EXERCISE
Copy every line of the data below word for word, leaving nothing out and changing nothing.

══ TASK INPUT ══

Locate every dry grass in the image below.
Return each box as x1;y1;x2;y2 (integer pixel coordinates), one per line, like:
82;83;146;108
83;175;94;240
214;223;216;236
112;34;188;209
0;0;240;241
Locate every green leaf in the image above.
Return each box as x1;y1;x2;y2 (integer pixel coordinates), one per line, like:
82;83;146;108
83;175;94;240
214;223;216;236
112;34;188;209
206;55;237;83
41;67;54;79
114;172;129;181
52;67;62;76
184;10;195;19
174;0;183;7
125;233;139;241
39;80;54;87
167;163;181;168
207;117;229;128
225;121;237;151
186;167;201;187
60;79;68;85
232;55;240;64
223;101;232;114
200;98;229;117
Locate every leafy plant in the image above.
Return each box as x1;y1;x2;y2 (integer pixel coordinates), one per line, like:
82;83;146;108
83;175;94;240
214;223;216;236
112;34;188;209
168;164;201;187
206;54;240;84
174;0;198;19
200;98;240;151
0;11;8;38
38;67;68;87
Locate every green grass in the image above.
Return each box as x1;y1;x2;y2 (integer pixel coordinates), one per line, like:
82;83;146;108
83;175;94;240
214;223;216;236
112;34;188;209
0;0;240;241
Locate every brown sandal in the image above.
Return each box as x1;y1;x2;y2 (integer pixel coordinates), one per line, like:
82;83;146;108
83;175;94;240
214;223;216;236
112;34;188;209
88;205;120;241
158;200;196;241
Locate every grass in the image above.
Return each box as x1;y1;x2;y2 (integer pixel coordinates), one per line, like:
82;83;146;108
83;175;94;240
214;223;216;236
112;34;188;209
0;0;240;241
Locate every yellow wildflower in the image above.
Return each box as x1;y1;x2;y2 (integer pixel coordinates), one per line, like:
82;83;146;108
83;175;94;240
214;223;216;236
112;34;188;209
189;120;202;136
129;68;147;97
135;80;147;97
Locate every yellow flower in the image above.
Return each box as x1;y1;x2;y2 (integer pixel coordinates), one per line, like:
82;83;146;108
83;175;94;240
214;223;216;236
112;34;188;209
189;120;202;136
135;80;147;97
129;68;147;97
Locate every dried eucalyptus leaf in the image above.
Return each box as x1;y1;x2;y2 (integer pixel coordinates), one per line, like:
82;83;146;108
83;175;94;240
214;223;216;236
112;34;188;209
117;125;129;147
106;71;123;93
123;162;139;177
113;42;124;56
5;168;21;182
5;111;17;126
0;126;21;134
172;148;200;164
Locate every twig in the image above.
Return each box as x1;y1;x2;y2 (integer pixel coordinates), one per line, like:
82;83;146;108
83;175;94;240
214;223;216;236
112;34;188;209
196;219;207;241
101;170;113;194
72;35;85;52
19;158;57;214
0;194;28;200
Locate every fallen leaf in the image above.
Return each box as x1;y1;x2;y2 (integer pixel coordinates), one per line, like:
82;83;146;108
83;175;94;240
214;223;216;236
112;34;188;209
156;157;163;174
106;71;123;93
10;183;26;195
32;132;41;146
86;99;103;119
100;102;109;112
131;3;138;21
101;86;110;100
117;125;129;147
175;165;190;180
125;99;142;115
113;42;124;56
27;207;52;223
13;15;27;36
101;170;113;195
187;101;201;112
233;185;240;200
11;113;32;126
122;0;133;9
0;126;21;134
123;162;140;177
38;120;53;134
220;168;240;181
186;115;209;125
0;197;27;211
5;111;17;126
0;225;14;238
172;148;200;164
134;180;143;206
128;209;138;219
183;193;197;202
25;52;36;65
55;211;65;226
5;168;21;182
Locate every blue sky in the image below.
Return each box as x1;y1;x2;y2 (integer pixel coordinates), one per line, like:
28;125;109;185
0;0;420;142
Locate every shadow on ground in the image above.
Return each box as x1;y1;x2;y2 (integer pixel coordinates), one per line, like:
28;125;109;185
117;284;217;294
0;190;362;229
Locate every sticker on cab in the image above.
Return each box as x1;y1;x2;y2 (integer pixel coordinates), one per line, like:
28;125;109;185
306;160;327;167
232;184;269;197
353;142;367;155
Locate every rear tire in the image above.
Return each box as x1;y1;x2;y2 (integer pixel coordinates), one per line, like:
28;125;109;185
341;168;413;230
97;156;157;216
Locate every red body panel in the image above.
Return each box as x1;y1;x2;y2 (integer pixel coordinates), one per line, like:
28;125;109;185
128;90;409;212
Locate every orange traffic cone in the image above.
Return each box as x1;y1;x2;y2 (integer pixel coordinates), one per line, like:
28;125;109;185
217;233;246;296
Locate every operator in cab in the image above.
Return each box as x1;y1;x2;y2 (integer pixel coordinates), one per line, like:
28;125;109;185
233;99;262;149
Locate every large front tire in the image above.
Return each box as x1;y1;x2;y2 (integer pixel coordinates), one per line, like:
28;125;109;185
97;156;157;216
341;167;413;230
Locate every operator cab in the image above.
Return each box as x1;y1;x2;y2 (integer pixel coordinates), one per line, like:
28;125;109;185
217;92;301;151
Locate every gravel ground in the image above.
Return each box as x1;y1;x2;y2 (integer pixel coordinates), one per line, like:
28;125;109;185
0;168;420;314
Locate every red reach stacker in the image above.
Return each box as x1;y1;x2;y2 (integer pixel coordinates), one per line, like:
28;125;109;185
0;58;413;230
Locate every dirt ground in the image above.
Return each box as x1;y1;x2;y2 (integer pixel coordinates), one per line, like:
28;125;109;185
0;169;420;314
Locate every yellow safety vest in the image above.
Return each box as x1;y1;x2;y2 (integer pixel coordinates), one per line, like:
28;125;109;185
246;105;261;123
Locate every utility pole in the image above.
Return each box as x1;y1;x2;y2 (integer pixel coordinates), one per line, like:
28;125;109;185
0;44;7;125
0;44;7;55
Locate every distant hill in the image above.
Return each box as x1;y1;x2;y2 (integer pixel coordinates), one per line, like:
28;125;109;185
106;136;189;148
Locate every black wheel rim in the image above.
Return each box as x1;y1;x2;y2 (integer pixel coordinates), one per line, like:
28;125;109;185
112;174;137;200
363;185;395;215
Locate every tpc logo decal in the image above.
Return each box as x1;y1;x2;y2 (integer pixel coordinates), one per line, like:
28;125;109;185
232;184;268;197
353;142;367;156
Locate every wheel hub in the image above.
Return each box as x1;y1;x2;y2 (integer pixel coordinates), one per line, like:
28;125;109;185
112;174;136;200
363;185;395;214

═══

EXERCISE RESPONSE
Locate every dry grass in the image below.
Return each box as x1;y1;x2;y2 (integer pixel coordinates), one per line, like:
82;83;146;108
83;175;94;240
214;223;216;236
112;34;188;209
0;0;240;241
Locate every green leaf in the image above.
Return each box as x1;y1;x2;y2 (integer pixel coordinates), one per line, like:
82;83;146;108
83;175;94;240
214;223;216;236
112;34;188;209
206;55;237;83
41;67;54;79
114;172;129;181
52;67;62;76
184;10;195;19
174;0;183;7
125;233;139;241
39;80;54;87
167;163;181;168
207;117;229;128
225;121;237;151
186;167;201;187
60;79;68;85
232;55;240;64
223;101;232;114
200;98;229;117
Locate every leafy plant in the image above.
Return each box as x1;y1;x2;y2 (integer pixel coordinates), one per line, like:
82;83;146;108
83;175;94;240
214;223;216;236
112;34;188;209
168;164;201;187
206;54;240;84
174;0;198;19
200;98;240;151
0;11;8;38
38;67;68;87
Locate every green grass in the image above.
Return each box as x1;y1;x2;y2 (integer pixel coordinates), one per line, like:
82;83;146;108
83;175;94;240
214;223;216;236
112;34;188;209
0;0;240;241
Locate every brown sandal in the image above.
Return each box as x1;y1;x2;y2 (integer pixel coordinates), one per line, like:
82;83;146;108
83;175;94;240
214;223;216;236
112;34;188;209
88;205;120;241
158;200;196;241
Locate every grass in the image above.
Return each box as x1;y1;x2;y2 (integer pixel coordinates), one per line, like:
82;83;146;108
83;175;94;240
214;223;216;236
112;34;188;209
0;0;240;241
Locate every yellow wildflower in the image above.
Return each box as x1;y1;x2;y2 (integer pixel coordinates), one per line, like:
82;83;146;108
83;175;94;240
214;223;216;236
112;34;188;209
189;120;202;136
129;68;147;97
135;80;147;97
Locate every yellow flower in the image above.
Return each box as x1;y1;x2;y2 (integer pixel coordinates), one per line, like:
82;83;146;108
83;175;94;240
214;223;216;236
112;34;188;209
189;120;202;136
135;80;147;97
129;68;147;97
Locate every dried eucalyptus leaf in the image above.
Return each box as x1;y1;x2;y2 (integer pixel coordinates), one per line, like:
82;83;146;108
83;175;94;240
214;223;216;236
112;34;188;209
117;125;129;147
106;71;123;93
123;162;139;177
113;42;124;56
5;168;21;182
5;111;17;126
0;126;21;134
172;148;200;164
Locate every twig in the image above.
Return each box as x1;y1;x2;y2 (integer pixel coordinates), one per line, like:
82;83;146;108
83;175;94;240
214;223;216;236
112;34;188;209
196;219;207;241
101;170;113;194
72;35;85;52
19;158;57;214
0;194;28;200
Locate every fallen leaf in the image above.
Return each box as x1;y1;x2;y2 (integer pixel coordinates), one per line, like:
82;83;146;108
83;175;94;240
214;223;216;236
112;34;188;209
156;157;163;174
106;71;123;93
10;183;26;195
32;132;41;146
86;99;103;119
100;102;109;112
131;3;138;21
101;86;110;100
117;125;129;147
175;165;190;180
125;99;142;115
113;42;124;56
27;207;52;223
13;15;27;36
101;170;113;195
187;101;201;112
233;185;240;200
11;113;32;126
122;0;133;9
0;126;21;134
123;162;140;177
38;120;53;134
220;168;240;181
186;115;209;125
0;197;27;211
5;111;17;126
0;225;14;238
172;148;200;164
134;180;143;206
128;209;138;219
183;193;197;202
25;52;36;65
55;211;65;226
5;168;21;182
Locate every blue sky in the image below.
Return each box as x1;y1;x2;y2 (integer pixel coordinates), one per line, like:
28;125;109;185
0;0;420;142
Locate every shadow on ground in the image above.
Return each box as x1;y1;x2;y2 (integer pixel coordinates), one per line, like:
28;125;109;185
117;284;217;294
0;190;362;229
Locate every sticker on cab in the image above.
Return each box as x1;y1;x2;y2 (integer pixel coordinates), one per line, like:
28;125;109;185
306;160;327;167
232;184;269;197
353;142;367;155
Locate every rear tire in the image above.
Return each box as x1;y1;x2;y2 (integer pixel coordinates), one per line, like:
28;125;109;185
341;168;413;230
97;156;157;216
Locate every red body panel in the image above.
Return each box as x1;y1;x2;y2 (integer pixel coordinates), one per line, like:
28;125;109;185
128;90;409;212
Locate every orange traffic cone in the image above.
Return each box as x1;y1;x2;y2 (integer pixel coordinates), one per line, like:
28;125;109;185
217;233;246;296
Locate every operator in cab in the image above.
Return each box as x1;y1;x2;y2 (integer pixel coordinates), one per line, like:
28;125;109;185
233;99;262;149
Locate every large front tire in the image above.
Return each box as x1;y1;x2;y2 (integer pixel coordinates), one per line, like:
28;125;109;185
97;156;157;216
341;167;413;230
Locate every operator cab in the image above.
Return each box as x1;y1;x2;y2 (integer pixel coordinates), one per line, like:
28;125;109;185
217;92;301;151
Locate every gravel ground in the image above.
Return each box as x1;y1;x2;y2 (integer pixel coordinates), one per line, like:
28;125;109;185
0;168;420;314
Locate every red reach stacker in the image above.
Return each box as x1;y1;x2;y2 (integer pixel coordinates), one per line, like:
28;125;109;185
0;58;413;230
Locate every dirt ground in the image above.
Return each box as x1;y1;x2;y2 (integer pixel coordinates), one per line, like:
28;125;109;185
0;169;420;314
Locate every yellow safety vest in the image above.
Return each box as x1;y1;x2;y2 (integer pixel coordinates), one per line, like:
28;125;109;185
246;105;261;123
Locate every utility pole in the image above.
Return each box as x1;y1;x2;y2 (integer pixel coordinates), one per line, like:
28;125;109;185
0;44;7;125
0;44;7;55
Locate every distant hill in the image above.
Return each box as x1;y1;x2;y2 (integer pixel coordinates), one per line, like:
28;125;109;185
106;136;189;148
Locate every black wheel rim in the image above.
Return each box as x1;y1;x2;y2 (integer pixel coordinates), one per line, like:
28;125;109;185
112;174;137;200
363;185;395;215
Locate every tpc logo decal in the image above.
Return each box as x1;y1;x2;y2 (integer pixel coordinates), one per line, like:
28;125;109;185
232;184;268;197
353;142;367;156
Locate every wheel hub in the image above.
Return each box as x1;y1;x2;y2 (integer pixel coordinates), one per line, like:
28;125;109;185
112;174;136;200
363;185;395;214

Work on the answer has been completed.